### Brief
Nothing but an exact copy of the data should be given.

### Input
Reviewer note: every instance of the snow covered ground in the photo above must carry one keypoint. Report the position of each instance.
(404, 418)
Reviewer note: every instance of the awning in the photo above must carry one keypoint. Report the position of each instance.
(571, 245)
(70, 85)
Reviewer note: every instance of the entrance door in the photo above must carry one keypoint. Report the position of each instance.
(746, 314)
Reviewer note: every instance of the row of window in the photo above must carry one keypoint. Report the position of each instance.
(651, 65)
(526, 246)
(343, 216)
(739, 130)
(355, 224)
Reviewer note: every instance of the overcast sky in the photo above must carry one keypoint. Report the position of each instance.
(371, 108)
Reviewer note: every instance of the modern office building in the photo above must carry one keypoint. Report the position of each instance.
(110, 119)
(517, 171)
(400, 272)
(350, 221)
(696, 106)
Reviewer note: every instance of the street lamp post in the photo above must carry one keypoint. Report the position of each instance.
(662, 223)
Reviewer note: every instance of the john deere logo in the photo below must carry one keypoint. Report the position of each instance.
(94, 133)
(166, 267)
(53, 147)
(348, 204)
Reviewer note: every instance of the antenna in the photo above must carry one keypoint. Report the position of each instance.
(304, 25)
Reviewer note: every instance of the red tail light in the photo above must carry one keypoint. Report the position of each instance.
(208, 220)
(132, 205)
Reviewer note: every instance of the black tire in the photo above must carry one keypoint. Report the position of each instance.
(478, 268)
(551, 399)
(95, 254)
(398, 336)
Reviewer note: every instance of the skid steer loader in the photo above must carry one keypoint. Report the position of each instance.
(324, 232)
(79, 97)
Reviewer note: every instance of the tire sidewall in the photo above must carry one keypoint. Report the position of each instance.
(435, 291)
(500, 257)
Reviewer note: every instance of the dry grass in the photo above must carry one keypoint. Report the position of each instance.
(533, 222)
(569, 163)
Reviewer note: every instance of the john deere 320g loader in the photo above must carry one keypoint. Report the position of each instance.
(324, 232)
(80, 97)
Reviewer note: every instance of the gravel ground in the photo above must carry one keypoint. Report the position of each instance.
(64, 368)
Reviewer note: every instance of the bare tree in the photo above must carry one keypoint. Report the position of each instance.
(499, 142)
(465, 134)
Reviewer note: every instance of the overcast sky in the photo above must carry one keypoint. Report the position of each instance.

### Response area
Reviewer note: every instance of the snow covered ground in the photo above must carry one keypoint. Report the position of each instance.
(404, 418)
Reviewer note: every instance of the awning in the photo above must carry one keypoint. Report the position of each instance.
(571, 245)
(70, 85)
Reviewer note: every instance of the entrance door in the photo above must carry one keypoint. Report the position of each instance.
(746, 314)
Reviewer note: every instance of the row of window in the photo above must carry one keypoint. Report the position of each instance.
(651, 65)
(526, 246)
(343, 216)
(739, 130)
(355, 224)
Reviewer note: every instance of the overcast sky in the photo above must carry one keypoint. Report the position of each instance.
(371, 108)
Reviewer note: every instance of the modern office building in the photo above must carry one keypoint. Report the position of each instance.
(110, 119)
(517, 171)
(400, 272)
(350, 221)
(696, 106)
Reviewer note: every instance of the street lamp post in the photo above must carry one keypoint. Report the position of each instance.
(662, 223)
Reviewer note: every instance of the john deere logo in the photo below must carry one keypoint. Report the position of each instance.
(94, 133)
(166, 267)
(53, 147)
(348, 204)
Reviewer note: every instance of the antenna in the photo above must carry one keypoint. Report the position of each instance.
(304, 25)
Reviewer note: every instance of the red tail light in the photo above must carry one keypoint. Report the position of each instance.
(208, 220)
(132, 205)
Reviewer note: every instance of the black tire in the photo above must carry one keypoint. Report the position of each instance.
(478, 268)
(551, 399)
(95, 254)
(398, 336)
Reviewer note: every instance of the skid steer loader in the photo above must carry one keypoint. Report the position of each instance.
(324, 232)
(79, 97)
Reviewer note: every instance of the tire sidewall in the photo above must carry one keypoint. Report the position of each instance.
(435, 291)
(500, 257)
Reviewer note: every instance of the dry grass in the photo above must carry one keypoint. Report the position of each instance.
(533, 222)
(569, 163)
Reviewer note: every instance of the john deere 320g loader in the photo above must carry one keypoint. Report the position of each instance.
(324, 232)
(80, 97)
Reviewer note: every instance of the gravel ground in the photo above must carry one keypoint. Report the position of each instance.
(64, 368)
Reviewer note: every instance of the bare tree in the photo above must carry one keypoint. Report the position of each instance.
(499, 142)
(465, 134)
Reviewer note: every instance of the overcast sky in the photo above must carry one keypoint. Report the position of each instance.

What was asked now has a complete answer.